#### [Selected passage]
+ + +

A somewhat past prime lemon was sitting around making me wonder.. Let's say you're a Florida citrus baron and your car's battery is run down. You remembered the lemon battery you helped your kid make for a sixth grade science project and wonder how many lemons would it take to crank the car?
A lemon battery is pure simplicity. Push a galvanized nail and a copper wire into the unsuspecting piece of fruit and connect it to something like a light emitting diode current flows through the completed circuit and the bulb glows. The flow of electrons from the zinc to the copper only happens when the circuit completes. In theory the battery could provide power as long as there is zinc and an acidic enough environment to keep the reaction going. In reality there are many factors that shut things down before the zinc is completely dissolved.
I had never made the measurement. A minute playing around and the Zn-Cu battery measured 0.82 volts at 1.2 milliamps - just under a milliwatt. A average car starter needs about 3 kilowatts of power to crank an engine. Assuming you have some way to connect your fruit without loss, you'll need about three million lemons. Calling AAA is a bit more practical. Lemon batteries score high as science education demos, but low on almost every other battery metric you can imagine.
You can almost go to the periodic table, pick a couple of elements, and make a battery. Most will be even worse than even our lemon Zn-Cu battery, but a few will stand out in one way or another. Depending on the application you are interested in six major criteria: how much energy can be stored (energy density), how much power can be delivered (power density), lifetime (how many charge/discharge cycles), charging rate, cost, and safety. Unfortunately no single chemistry is optimal across more than one or two criteria. But then good engineering has always been about finding a good-enough optimization.

+ + +

#### [Objectives]
a - In the lemon battery passage, what voltage and current did the Zn-Cu battery measure?
b - Write the next part of the lemon battery passage, picking up after its final sentence.

[Stored dataset items]
+ + +

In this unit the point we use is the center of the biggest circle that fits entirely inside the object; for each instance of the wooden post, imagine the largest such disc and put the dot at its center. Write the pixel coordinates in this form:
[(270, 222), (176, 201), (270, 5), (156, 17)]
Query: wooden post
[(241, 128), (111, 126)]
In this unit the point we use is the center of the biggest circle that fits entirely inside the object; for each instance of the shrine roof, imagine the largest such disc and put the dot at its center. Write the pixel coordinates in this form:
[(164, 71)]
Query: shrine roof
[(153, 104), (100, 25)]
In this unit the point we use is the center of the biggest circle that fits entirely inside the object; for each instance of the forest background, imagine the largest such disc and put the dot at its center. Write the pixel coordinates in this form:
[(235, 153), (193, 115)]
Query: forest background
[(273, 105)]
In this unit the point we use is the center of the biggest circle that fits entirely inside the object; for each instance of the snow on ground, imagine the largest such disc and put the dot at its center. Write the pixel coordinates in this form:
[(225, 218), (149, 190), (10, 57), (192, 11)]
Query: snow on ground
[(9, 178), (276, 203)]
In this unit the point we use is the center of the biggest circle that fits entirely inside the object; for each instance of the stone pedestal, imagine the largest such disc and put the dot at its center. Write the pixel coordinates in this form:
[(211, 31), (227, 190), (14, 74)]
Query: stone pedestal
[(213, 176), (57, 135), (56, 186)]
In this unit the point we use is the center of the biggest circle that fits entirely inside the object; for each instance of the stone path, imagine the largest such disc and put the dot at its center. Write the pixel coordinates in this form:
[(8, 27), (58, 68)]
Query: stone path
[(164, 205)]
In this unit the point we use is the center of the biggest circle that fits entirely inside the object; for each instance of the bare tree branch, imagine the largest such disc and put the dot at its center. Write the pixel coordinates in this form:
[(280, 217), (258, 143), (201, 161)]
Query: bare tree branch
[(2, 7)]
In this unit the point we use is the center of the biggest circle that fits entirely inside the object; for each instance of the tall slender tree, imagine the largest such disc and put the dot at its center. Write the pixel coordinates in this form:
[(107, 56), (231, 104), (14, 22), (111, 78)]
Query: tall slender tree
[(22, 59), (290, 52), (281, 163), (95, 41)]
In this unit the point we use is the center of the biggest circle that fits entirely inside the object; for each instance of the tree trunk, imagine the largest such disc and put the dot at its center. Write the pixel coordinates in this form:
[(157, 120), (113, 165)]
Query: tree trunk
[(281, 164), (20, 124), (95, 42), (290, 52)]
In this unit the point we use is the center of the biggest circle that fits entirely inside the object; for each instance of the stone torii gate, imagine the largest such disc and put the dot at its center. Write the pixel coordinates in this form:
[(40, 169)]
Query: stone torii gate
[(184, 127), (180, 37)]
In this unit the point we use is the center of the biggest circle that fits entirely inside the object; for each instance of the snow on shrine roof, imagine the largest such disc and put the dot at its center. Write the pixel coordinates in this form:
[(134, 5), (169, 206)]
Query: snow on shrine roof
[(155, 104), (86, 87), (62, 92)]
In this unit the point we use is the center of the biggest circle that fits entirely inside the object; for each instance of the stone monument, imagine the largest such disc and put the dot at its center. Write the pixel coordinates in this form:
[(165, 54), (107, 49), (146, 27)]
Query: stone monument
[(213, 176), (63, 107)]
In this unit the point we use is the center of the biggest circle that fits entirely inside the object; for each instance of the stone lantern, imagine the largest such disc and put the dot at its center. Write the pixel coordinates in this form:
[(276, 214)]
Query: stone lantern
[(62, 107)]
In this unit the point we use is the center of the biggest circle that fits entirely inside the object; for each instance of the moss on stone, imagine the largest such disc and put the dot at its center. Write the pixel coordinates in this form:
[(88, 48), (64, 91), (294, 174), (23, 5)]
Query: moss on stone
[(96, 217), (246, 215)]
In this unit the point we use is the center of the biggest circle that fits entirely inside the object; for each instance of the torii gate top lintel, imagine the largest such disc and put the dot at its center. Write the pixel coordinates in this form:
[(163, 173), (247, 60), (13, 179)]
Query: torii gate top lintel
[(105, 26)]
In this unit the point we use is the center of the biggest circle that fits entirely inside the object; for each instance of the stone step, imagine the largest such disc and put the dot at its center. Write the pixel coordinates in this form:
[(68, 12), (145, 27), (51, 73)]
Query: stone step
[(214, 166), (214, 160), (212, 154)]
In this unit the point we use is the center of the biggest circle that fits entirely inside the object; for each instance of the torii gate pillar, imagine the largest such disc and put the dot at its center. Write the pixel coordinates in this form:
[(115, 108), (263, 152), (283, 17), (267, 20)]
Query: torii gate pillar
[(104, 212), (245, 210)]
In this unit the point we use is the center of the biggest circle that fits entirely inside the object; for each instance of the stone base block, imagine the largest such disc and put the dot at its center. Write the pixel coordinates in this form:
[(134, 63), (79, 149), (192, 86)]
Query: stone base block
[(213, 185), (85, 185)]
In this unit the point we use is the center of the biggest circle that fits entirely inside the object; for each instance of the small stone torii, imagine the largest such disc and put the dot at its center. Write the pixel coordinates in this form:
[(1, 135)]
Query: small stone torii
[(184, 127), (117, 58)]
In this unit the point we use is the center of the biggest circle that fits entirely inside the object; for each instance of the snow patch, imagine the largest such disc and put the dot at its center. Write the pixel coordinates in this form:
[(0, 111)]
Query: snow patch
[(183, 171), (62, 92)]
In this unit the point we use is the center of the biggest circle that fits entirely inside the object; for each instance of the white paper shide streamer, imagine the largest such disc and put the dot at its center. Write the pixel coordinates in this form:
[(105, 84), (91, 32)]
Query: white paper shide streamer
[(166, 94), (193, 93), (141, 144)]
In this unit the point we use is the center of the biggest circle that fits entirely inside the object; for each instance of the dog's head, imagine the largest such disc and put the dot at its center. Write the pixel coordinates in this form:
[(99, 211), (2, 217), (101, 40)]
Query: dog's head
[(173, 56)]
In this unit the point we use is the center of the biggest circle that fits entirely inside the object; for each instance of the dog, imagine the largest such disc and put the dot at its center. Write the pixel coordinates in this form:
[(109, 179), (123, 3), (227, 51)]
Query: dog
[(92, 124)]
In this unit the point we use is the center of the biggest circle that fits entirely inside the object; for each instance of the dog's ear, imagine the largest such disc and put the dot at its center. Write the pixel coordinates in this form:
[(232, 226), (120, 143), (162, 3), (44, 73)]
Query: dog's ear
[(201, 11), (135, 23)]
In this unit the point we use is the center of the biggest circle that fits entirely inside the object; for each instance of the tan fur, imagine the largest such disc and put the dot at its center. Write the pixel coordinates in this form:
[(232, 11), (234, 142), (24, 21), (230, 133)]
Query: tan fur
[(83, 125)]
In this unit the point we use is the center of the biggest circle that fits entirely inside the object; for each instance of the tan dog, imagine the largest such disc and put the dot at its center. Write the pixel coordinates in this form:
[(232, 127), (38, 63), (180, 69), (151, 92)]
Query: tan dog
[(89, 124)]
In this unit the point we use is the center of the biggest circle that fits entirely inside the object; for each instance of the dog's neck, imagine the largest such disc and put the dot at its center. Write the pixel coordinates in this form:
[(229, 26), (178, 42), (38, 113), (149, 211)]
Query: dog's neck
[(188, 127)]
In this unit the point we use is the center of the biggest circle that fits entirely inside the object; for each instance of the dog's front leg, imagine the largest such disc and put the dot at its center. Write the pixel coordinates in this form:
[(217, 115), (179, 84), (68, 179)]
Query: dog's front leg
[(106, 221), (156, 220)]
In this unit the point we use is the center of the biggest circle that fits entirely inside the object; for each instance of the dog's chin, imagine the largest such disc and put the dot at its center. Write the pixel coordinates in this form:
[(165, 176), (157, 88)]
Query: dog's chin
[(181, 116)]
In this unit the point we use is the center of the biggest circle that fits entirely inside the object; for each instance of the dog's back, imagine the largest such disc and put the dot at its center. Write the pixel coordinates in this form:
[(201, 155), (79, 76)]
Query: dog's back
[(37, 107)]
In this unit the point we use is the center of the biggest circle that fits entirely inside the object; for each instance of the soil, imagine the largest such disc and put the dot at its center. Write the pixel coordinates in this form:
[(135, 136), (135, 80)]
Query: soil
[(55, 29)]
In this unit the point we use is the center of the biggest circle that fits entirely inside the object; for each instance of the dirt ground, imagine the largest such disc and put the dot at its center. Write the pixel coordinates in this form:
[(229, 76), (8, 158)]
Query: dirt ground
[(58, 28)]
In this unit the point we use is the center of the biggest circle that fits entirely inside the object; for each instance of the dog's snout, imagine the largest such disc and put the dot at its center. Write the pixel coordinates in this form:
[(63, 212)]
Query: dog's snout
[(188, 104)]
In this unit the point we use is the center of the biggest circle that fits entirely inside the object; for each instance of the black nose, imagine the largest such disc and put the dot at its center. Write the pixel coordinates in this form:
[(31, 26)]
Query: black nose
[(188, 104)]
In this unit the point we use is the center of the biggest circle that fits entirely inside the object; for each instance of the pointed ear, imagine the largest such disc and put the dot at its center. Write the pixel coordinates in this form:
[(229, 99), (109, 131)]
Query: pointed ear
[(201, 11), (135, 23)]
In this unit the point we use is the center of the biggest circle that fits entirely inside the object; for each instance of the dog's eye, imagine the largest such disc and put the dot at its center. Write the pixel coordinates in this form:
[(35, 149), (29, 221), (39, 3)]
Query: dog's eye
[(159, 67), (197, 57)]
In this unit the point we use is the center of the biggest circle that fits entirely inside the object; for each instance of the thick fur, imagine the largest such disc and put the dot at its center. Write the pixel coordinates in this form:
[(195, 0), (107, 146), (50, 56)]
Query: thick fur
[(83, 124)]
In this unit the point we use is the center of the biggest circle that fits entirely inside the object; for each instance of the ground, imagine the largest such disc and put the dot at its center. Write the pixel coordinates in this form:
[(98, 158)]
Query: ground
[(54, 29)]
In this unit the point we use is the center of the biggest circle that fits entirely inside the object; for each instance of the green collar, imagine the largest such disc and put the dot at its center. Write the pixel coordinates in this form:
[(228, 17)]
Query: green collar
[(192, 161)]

+ + +

#### [Responses to the tasks]
a - 0.82 volts at 1.2 milliamps

b -
Smartphones and cars make us think of lithium ion batteries. If you're building a space probe nickel-hydrogen is your friend. It doesn't match lithium-ion in most criteria - it costs several hundred times as much per kilowatt-hour - but it can go through tens of thousands of charge-discharge cycles. Not having to replace a battery after a few hundred cycles when you're in deep space makes it seem cheap. Flow batteries are relatively inexpensive and can go through a large number of charge/discharge cycles, but have a low energy density that relegates them to stationary use. Some lithium-ion chemistries have low costs, but tend to be highly flammable. Power densities - how quickly energy can be transferred from the battery - vary widely ... a very important automotive consideration. Energy and power densities are stronger functions of temperature in some chemistries. This may be ok if your battery is in an indoor power farm, but a serious problem in cars and smartphones. Dozens of other battery chemistries have their niches, but a lithium-ion comes closer to satisfying more of the criteria than most competitors for many consumer applications.
Lithium-ion is a catchall term describing dozens of chemistries. It only tells you the charge is carried by a lithium ion. The important bits that define a battery - its anode, cathode and electrolyte - are not specified. The graphite-cobalt oxide battery in your smartphone has very different characteristics from the graphite-lithium manganese oxide battery in your portable drill. The battery in your smartphone is not ideal for automotive use, but the fact billions are manufactured made them cheap enough to balance some of their other problems. Tesla felt the wide availability of consumer electric class batteries was enough of an advantage that they could accept some of its issues. So far that seems to be working well.
Although smartphones are the current major user of lithium-ion batteries we'll see a transition to automotive use rather soon. A plug-in EV requires about 5,000 times as much power storage as a smartphone. Two hundred thousand EVs is about a gigaphone of batteries. For automobiles it is far from clear which chemistry will win in the short or medium term. The hope is that entirely different chemistries will become practical in the long term. I'm also hoping for improvements in smartphone class batteries. We may see a factor of two in power density in the next decade, but I'm getting ahead of myself.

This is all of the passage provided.